***** Task input *****

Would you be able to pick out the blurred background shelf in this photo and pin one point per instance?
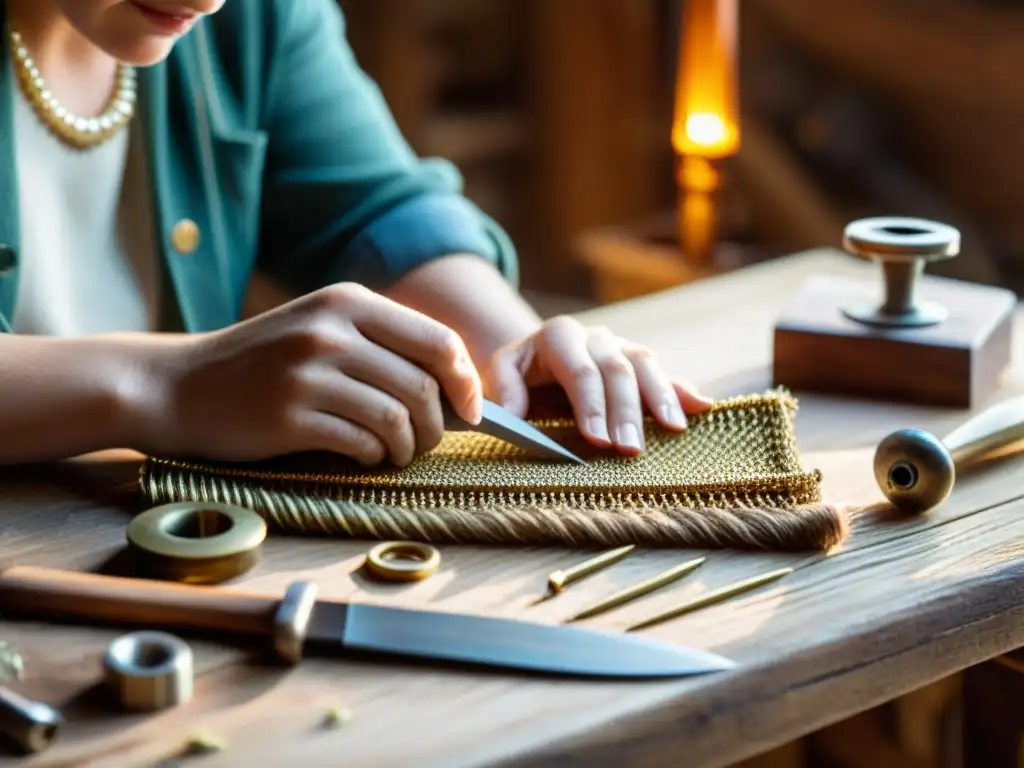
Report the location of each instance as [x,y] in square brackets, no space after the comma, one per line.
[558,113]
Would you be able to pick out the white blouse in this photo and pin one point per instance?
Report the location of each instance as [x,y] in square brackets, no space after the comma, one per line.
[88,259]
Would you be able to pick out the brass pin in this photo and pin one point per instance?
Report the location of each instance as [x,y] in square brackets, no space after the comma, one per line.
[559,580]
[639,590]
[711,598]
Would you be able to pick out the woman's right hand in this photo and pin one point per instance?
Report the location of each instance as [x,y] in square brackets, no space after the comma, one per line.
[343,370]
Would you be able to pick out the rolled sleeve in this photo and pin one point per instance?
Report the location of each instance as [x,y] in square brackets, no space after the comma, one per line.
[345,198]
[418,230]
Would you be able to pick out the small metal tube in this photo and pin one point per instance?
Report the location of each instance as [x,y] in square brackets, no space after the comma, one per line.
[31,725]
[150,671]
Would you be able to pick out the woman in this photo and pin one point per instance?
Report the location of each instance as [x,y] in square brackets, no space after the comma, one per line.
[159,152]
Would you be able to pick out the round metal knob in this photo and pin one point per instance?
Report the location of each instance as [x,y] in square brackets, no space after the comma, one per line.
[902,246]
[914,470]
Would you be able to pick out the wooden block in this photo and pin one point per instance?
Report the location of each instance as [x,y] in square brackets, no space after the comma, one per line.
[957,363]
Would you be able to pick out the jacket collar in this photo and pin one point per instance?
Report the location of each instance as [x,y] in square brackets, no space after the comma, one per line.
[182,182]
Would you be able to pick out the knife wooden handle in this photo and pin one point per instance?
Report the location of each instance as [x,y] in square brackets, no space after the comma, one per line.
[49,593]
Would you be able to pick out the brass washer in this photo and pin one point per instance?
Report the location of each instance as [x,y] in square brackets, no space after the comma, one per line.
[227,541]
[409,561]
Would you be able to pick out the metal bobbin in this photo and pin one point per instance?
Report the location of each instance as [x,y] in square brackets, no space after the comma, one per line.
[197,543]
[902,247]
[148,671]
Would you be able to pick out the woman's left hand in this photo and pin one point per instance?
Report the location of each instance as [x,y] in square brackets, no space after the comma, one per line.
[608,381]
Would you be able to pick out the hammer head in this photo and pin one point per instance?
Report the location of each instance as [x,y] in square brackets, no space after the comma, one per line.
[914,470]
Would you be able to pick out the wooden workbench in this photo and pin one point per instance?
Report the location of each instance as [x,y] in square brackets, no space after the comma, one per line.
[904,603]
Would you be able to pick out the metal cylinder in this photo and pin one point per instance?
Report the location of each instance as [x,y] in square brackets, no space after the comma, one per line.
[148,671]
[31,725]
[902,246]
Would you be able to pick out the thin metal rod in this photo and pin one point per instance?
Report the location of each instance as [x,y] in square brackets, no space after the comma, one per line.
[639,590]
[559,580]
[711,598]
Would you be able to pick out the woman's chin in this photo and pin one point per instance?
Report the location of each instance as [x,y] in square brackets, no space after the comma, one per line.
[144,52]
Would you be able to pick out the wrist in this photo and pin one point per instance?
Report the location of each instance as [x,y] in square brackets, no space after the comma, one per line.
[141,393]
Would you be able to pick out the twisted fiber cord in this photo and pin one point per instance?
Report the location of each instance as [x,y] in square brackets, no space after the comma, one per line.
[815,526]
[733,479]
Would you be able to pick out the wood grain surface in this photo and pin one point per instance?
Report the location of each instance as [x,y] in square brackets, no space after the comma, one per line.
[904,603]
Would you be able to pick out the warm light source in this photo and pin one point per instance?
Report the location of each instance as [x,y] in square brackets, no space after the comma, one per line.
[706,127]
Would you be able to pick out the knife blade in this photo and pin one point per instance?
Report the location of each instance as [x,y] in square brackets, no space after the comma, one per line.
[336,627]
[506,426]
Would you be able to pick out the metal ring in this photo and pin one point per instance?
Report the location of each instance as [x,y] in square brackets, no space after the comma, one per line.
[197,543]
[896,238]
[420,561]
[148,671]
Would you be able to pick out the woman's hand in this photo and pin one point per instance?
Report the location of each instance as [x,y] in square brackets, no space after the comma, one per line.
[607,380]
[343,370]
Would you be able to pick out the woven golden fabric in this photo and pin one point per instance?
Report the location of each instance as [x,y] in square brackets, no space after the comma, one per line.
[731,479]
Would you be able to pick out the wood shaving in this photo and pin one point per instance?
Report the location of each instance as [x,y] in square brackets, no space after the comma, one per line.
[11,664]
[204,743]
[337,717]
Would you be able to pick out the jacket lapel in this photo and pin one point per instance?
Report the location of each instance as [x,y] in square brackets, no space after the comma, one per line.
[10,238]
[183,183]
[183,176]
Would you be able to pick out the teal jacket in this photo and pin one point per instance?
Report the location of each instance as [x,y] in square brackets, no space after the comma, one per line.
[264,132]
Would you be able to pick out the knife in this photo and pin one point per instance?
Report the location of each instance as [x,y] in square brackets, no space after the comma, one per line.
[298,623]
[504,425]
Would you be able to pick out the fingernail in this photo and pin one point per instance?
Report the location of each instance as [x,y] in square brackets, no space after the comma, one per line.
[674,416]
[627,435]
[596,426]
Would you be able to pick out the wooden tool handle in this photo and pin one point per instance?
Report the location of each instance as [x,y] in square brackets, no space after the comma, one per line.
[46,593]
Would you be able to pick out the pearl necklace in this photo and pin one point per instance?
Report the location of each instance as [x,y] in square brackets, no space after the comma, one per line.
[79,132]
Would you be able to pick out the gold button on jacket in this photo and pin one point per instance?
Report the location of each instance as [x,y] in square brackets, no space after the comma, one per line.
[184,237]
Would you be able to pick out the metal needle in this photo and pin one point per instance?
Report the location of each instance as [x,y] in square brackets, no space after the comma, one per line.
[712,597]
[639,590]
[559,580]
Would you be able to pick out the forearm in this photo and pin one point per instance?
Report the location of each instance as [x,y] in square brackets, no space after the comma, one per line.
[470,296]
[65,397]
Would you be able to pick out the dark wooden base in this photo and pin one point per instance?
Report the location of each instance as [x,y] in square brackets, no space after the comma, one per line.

*****

Directions
When copying the entries above, keep each word as it is and exclude any image.

Result of the task
Would you be able to pick out the blurred background shelf in this photo and pin one point per instance?
Report the location of each instance as [x,y] in square brackets, no space after the comma, one per line.
[558,113]
Would you be able to pick out the white blouse in this photo and pin one point per instance?
Report the location of each instance as [x,y] in square brackets, no space after the comma, one per line.
[88,259]
Would you be able to pick out the brass pin in this photo and pin one point per instance?
Report the location of each instance as [x,y] in square brackets, no space after the comma, one per line.
[559,580]
[639,590]
[711,598]
Would you be able to pick out the woman's right hand in this photo and pin one point per instance?
Report the location of each instance as [x,y] in square brackets, no space after the comma, one per line.
[343,370]
Would you be able to pick out the rolled sleeve in this photo and pin one point per instance?
Report the location of each instance as [x,y] in square brackets, no space after the comma, one per line.
[345,198]
[418,230]
Would you be able to pick out the small metal tube in this photo and pin one point per instance?
Report the location of each instance as [x,y] in square brackets, no space after the comma, one per line.
[31,725]
[150,671]
Would you be able to pick out the woman in this photo and pin one point per instance?
Report the location of each instance as [x,y] in square brackets, no space after the comma, one per line.
[159,152]
Would you be able to pick out the round metal knob in this photo and pin one point per instance?
Report the location of each instance as [x,y] in square brackets, no space after the comma, one per line.
[902,246]
[914,470]
Would you be able to pick out the wooden block in this photo and pin one point per instance?
Report the location of each instance as [x,y] in square brackets, no space after the comma, one per line.
[957,363]
Would you be able to pick out the jacket collar in this photo and pin one point per instance?
Report the location of each instance as [x,y] in square brackets, no space after the comma, one per line.
[182,182]
Would you be able to pick out the knife wooden handle in this photo and pin one point per instance?
Report the location of each instance as [x,y] in square brackets, no space after the comma, one per line.
[49,593]
Would you be able to pick out the brass washer in this photo and pin one point per instance?
Report the location of each instance as [x,y] in square brackets, no space after the comma, one per line.
[227,541]
[409,561]
Would you be able to pick out the metal bobbin in this photo and pin one point per instance?
Report the location of each instance as [x,y] in square brackets, no space after the comma, one per line.
[197,543]
[902,247]
[148,671]
Would you be able to pick out the woman's left hand in this photo and pin one point per instance?
Report the location of each instance as [x,y] in square brackets, no space after the comma, one per line.
[608,381]
Would you be able to pick out the hammer head in this photo and pin one point per instance?
Report the location of each instance as [x,y] in square brackets, no space after the comma, one per line.
[914,470]
Would you be able to pick out the wooden workbench in this photo and pin one point per instance?
Report the location of each instance as [x,y] in square brackets, no space after the comma, one per line.
[904,603]
Would you be able to pick out the metal cylinder in this photo and pin one point per instance?
Report the location of each instance as [x,y] in square brackets, no space after the comma, one per line.
[148,671]
[31,725]
[902,246]
Would you be able to pick out the thin metal rod in this photo and pin one point per instance?
Report the location of each instance as [x,y] in square brackets, no space after the comma, one per line.
[639,590]
[559,580]
[711,598]
Would you be able to pick out the woman's chin in this photo and pin one point per instance?
Report the location of each instance as [x,y] in square brackets, no space after the comma, one per line.
[144,52]
Would you be able to pick out the wrist in this photo and pin one point per instance?
Report the location of each instance as [x,y] in square brackets, no space after the comma, one per line.
[141,393]
Would you be able to pick out the twisted fiber cord in this photo and pin one point per instance?
Report the location of each instance as [x,y] in square brackets, no space after the comma, one per line.
[815,526]
[733,479]
Would you be able to pick out the wood grain surface in this photo and pin one point per instance?
Report the location of each instance as [x,y] in square brackets, no space after the comma, one per line.
[904,603]
Would you be able to pick out the warm light source in this photo and pin one point per instance?
Report the location of each instance as [x,y] in square brackets, no space after the comma, one per line.
[706,127]
Would you be able to pick out the knife blade in this photo and pin one point per instance?
Report the location of each instance as [x,y] in square brackets, no space after the comma, one per line.
[336,627]
[506,426]
Would you be able to pick out the metal ring in this photo and pin one point per instance?
Report the location of each instance as [x,y] in square brackets, no space after the comma, one per line.
[197,543]
[896,238]
[420,561]
[148,671]
Would you be able to pick out the woman's hand in this photo and pin one point per instance?
Report the location of each instance as [x,y] in square brackets, no space after the comma, one per line.
[607,380]
[343,370]
Would you be able to pick out the woven golden fabric in this photo and pin one point per instance?
Report the location of each instance as [x,y] in square brackets, no space after the comma, one per line.
[731,479]
Would you be able to pick out the wood shaving in this photo and pin one point per instance?
Report the location of each instance as [x,y] in square brackets, no space after the comma, one per line.
[11,664]
[204,743]
[337,717]
Would you be able to pick out the jacket lapel in this photo and pin one point per instance?
Report the location of each instance as [x,y] in square brackets, no space after the comma, one per line.
[10,238]
[183,183]
[183,176]
Would you be able to pick out the teal jacket in this photo and pin one point per instance?
Report the location of each instance as [x,y] in square brackets, no space after the comma, one per line.
[264,132]
Would you be able to pick out the knife in this photo and pin one point per instance?
Report the location of each instance as [x,y] in square brackets, no space after the comma, one per line.
[298,623]
[504,425]
Would you be able to pick out the fingernail in this photo and pin one point per instance?
Report the location of each instance as [x,y] in square brackets, no space after the comma, one per line.
[674,416]
[627,435]
[596,426]
Would you be able to pick out the wooden tool handle in this photo and pin one point per instance?
Report the location of each instance as [x,y] in square brackets, no space after the comma, one per line.
[46,593]
Would you be able to pick out the pearl necklace in this photo and pin one point per instance?
Report the location of each instance as [x,y] in square brackets, no space after the comma, one per line.
[79,132]
Would you be able to pick out the gold button on jacket in this photo and pin one point per instance?
Report the location of each instance as [x,y] in square brackets, no space after the comma, one per line.
[184,237]
Would you be able to pick out the metal needle in this photo and pin one point per instance?
Report the location of each instance as [x,y] in square brackets, no space after the comma, one per line.
[712,597]
[639,590]
[559,580]
Would you be able to pick out the forearm in this photo and pin one point per instance?
Report the location of each instance as [x,y] in square brackets, no space after the comma, one per line.
[470,296]
[65,397]
Would you be able to pick out the dark wooden base in this photo and pin one point per instance?
Report the location of each instance as [x,y] in square brackets, no space after the comma, one per line.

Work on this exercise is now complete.